• **PROBLEM TO WORK ON**:
Scanning the entries below, copy every line that contains the word "upholstered".

• **DATA SUPPLIED**:

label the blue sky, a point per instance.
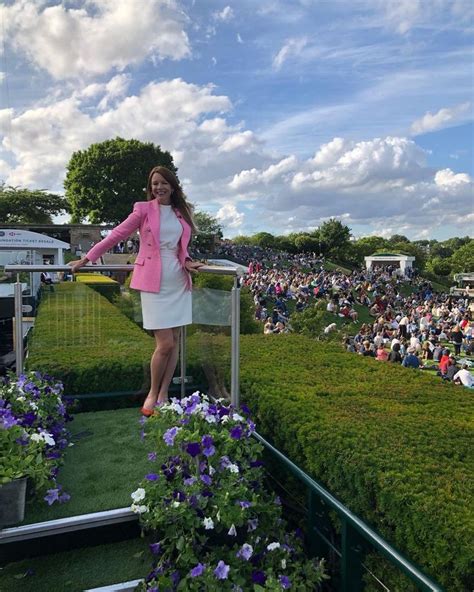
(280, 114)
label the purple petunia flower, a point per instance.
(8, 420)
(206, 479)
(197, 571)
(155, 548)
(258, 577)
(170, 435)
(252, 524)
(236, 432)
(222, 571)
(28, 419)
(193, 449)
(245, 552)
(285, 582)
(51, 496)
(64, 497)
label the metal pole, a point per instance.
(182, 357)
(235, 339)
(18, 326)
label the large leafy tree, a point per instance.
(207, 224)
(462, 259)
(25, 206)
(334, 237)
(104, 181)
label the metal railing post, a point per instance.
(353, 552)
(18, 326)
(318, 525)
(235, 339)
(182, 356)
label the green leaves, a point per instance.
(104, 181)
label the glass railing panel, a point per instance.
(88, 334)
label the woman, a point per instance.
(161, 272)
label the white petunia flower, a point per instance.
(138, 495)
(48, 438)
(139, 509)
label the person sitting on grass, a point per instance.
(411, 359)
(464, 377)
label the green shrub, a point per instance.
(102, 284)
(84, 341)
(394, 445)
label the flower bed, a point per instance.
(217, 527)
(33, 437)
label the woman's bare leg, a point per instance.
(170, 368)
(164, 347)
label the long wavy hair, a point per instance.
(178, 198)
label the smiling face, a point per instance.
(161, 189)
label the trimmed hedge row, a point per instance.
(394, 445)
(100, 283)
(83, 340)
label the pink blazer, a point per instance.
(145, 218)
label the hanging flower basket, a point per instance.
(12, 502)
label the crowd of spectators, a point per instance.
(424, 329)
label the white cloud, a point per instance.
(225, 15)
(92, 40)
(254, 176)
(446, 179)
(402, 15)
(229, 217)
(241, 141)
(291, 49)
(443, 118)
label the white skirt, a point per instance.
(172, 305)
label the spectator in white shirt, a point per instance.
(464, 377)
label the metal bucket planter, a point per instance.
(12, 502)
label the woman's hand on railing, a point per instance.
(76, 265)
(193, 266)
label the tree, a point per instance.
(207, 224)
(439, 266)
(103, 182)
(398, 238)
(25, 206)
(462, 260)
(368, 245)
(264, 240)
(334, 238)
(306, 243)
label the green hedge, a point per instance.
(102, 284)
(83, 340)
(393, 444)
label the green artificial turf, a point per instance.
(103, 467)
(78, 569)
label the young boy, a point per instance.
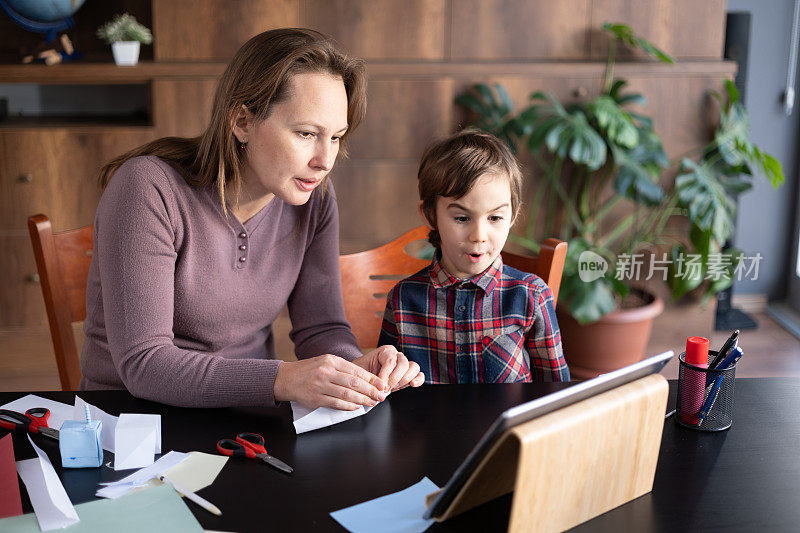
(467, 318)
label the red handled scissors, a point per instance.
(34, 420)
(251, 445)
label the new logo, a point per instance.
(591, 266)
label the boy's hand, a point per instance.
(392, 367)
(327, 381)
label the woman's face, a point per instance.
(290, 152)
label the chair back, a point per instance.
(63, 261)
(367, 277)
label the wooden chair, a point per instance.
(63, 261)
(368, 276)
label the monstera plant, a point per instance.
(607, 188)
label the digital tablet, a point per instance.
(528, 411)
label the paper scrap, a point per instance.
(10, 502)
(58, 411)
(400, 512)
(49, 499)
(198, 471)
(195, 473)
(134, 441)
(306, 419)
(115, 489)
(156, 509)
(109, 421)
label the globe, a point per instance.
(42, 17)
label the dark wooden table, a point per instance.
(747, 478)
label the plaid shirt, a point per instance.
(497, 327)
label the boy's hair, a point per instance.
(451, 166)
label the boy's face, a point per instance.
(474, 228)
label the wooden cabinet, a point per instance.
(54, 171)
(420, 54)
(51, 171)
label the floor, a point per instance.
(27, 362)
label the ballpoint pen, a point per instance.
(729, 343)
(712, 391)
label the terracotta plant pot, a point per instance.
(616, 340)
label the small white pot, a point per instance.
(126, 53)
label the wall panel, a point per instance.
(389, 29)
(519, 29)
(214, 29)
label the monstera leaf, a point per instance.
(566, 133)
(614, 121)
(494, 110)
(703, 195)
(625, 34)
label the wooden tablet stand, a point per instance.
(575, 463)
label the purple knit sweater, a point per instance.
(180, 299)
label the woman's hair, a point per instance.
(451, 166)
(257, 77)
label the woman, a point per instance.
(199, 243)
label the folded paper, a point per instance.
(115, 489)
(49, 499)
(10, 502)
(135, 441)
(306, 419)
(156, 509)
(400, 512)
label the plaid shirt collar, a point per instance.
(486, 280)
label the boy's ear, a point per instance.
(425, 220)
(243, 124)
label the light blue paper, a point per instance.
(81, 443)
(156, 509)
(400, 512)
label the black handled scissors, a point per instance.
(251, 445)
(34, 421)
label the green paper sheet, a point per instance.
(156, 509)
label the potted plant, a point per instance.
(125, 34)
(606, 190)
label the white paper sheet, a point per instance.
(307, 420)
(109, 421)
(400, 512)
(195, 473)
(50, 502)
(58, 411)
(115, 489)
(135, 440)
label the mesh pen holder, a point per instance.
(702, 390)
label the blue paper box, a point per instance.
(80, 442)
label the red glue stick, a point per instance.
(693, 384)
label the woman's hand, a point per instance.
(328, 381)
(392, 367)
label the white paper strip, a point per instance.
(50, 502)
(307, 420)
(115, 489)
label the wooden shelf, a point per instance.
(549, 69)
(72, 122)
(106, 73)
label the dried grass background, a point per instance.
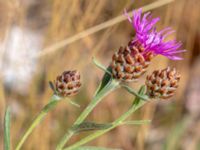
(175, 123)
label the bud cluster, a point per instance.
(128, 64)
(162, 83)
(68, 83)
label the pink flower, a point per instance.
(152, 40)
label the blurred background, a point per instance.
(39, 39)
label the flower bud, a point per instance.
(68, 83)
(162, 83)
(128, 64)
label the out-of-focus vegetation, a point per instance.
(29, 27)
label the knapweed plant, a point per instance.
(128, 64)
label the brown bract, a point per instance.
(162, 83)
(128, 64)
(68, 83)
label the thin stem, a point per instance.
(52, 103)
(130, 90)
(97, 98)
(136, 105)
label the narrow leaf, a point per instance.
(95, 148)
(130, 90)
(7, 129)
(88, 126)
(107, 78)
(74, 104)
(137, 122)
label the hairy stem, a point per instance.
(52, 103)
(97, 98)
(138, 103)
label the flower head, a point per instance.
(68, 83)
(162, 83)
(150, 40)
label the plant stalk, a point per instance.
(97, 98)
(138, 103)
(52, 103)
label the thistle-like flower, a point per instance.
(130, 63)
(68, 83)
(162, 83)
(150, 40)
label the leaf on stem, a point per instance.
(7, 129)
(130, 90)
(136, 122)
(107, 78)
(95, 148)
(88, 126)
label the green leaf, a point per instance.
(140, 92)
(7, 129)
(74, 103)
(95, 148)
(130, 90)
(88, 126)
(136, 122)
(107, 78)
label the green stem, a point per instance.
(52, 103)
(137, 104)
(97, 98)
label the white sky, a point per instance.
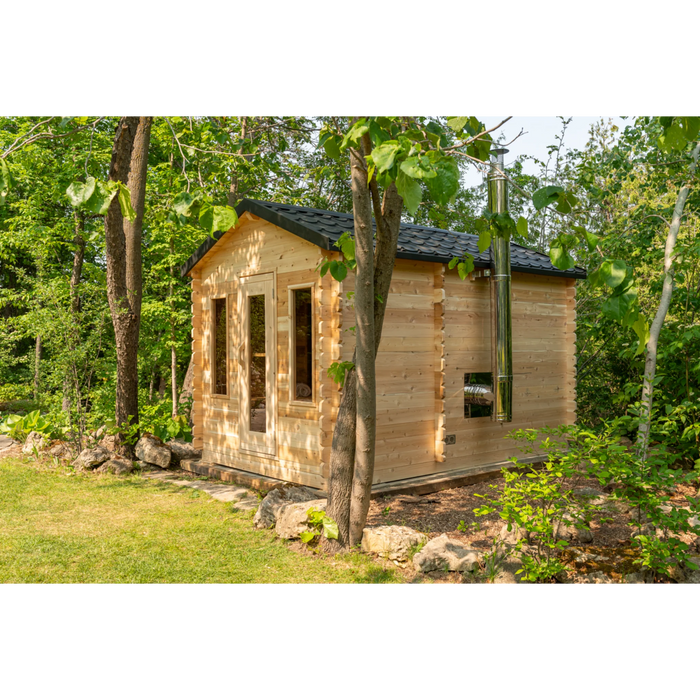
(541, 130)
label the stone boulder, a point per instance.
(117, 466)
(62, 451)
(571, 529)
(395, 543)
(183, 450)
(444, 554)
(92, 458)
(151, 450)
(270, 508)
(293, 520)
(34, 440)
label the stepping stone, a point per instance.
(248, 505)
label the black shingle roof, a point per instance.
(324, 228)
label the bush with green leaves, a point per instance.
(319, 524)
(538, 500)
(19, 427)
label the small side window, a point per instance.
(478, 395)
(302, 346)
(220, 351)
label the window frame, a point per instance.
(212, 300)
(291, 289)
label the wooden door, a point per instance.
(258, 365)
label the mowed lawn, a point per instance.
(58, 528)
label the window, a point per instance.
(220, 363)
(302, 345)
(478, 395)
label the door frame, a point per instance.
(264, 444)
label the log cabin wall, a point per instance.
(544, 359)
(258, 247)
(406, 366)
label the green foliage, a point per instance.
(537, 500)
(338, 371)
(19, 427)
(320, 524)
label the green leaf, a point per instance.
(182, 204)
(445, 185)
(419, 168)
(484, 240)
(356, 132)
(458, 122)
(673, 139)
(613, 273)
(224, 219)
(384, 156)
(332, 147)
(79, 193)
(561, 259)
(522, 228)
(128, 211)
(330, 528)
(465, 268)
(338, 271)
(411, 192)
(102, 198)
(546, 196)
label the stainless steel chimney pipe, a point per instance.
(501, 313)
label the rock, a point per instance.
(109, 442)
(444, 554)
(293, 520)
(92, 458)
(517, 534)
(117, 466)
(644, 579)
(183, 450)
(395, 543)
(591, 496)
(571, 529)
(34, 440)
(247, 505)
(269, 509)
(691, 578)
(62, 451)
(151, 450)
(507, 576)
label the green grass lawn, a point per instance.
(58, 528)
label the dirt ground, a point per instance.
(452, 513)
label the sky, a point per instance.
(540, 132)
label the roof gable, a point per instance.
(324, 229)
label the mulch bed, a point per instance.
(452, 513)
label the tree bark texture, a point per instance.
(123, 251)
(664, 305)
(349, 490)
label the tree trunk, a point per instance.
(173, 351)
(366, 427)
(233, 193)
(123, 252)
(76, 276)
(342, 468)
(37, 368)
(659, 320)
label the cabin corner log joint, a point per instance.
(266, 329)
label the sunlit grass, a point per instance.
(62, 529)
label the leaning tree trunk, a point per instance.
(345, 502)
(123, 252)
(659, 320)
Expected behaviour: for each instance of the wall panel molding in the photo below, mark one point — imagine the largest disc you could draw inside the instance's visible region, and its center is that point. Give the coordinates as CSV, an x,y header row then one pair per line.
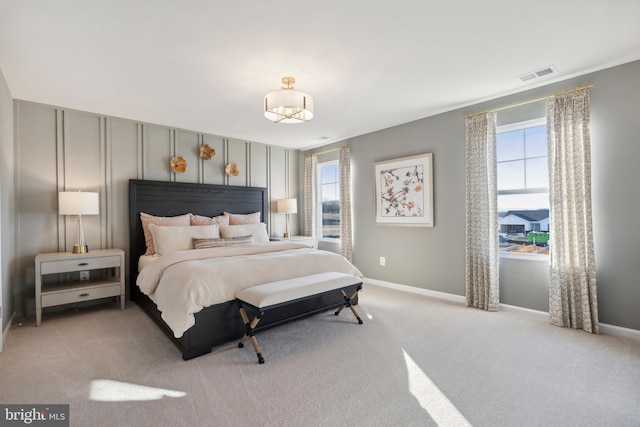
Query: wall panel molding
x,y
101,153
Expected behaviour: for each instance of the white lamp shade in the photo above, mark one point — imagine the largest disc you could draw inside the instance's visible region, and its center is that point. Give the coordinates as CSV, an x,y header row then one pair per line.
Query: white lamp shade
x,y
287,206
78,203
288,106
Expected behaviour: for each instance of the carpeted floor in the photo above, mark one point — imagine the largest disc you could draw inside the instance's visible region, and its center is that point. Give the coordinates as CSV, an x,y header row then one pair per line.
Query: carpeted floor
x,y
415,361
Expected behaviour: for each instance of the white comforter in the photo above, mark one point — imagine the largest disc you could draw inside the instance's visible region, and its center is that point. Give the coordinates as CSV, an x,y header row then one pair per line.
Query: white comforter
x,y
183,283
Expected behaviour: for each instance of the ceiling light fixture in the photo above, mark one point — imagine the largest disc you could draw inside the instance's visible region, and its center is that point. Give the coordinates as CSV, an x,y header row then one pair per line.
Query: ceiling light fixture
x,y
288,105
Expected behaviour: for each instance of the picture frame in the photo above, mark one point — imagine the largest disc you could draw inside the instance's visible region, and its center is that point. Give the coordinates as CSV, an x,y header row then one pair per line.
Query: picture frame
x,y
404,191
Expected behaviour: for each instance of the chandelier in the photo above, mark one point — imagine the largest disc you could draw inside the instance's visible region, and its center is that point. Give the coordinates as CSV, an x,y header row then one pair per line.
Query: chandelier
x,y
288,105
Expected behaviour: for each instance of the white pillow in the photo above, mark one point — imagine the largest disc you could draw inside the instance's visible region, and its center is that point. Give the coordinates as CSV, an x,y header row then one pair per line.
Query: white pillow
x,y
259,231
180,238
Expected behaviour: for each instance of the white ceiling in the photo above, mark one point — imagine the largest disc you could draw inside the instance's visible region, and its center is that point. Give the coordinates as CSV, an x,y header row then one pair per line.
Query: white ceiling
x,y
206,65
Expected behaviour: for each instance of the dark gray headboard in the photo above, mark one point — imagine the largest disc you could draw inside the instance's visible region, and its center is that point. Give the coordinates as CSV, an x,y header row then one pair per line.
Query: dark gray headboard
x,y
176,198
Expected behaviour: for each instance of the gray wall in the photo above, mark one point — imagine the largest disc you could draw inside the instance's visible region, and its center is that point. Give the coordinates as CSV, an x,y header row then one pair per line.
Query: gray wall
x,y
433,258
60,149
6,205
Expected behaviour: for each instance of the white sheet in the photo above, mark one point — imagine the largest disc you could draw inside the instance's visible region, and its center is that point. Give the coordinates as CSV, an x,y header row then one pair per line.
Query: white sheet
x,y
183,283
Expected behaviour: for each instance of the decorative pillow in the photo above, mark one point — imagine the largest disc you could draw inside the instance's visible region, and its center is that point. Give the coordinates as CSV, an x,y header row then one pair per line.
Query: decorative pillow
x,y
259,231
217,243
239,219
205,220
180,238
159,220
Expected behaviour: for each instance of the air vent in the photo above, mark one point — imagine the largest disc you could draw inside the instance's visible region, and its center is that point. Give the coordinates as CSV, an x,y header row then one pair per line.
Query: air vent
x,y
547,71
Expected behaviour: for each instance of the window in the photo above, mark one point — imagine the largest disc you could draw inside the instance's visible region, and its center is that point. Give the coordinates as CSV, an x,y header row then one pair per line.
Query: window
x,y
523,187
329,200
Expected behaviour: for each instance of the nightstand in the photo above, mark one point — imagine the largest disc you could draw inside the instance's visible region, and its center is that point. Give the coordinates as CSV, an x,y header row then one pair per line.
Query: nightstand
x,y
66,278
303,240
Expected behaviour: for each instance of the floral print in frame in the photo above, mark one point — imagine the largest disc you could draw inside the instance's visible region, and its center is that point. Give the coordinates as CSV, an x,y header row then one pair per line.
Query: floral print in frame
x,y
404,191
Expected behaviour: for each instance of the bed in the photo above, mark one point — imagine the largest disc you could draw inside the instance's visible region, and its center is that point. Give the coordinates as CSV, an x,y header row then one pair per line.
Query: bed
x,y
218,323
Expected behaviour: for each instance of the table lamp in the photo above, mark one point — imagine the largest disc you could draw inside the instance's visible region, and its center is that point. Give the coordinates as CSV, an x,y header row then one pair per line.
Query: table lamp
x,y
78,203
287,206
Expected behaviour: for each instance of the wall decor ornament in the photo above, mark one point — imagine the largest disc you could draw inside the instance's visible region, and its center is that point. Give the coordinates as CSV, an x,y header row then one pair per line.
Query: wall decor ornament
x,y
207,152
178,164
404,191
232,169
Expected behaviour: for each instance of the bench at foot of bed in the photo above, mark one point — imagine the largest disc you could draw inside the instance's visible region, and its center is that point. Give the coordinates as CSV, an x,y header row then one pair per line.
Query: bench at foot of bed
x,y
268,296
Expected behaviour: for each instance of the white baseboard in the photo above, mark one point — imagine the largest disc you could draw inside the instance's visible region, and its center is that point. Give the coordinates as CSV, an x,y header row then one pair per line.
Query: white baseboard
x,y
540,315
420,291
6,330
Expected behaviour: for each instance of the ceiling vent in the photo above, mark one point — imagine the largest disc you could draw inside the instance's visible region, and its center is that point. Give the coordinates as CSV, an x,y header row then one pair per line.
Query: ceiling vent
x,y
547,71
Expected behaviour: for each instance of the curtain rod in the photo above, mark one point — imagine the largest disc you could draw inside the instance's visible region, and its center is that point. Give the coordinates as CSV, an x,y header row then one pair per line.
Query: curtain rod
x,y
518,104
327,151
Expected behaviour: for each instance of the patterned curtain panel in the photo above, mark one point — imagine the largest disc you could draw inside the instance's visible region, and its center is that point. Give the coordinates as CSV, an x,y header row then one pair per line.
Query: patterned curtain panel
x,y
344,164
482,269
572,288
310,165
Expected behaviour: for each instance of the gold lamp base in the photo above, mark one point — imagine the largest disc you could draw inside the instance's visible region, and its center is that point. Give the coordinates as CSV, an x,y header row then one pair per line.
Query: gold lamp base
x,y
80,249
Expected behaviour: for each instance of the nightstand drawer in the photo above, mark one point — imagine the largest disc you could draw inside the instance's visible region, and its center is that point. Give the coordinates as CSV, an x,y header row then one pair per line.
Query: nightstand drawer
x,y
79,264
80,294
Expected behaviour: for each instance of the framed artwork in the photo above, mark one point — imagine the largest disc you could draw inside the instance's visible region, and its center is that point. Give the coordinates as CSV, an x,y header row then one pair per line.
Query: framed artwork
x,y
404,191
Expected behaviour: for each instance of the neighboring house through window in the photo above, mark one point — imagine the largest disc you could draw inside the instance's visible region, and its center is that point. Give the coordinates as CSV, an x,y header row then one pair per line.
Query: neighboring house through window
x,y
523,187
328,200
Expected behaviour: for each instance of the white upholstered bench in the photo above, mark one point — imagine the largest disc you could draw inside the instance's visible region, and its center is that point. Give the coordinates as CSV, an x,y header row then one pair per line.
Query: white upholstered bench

• **EXERCISE OUTPUT**:
Expected behaviour: for each instance of the white upholstered bench in the photo above, mark one point — imagine the largest disc you could draw inside the instance's visible region, and its center is that point. Give the coordinates as CSV, an x,y header row then one pair per line.
Query: white upholstered bench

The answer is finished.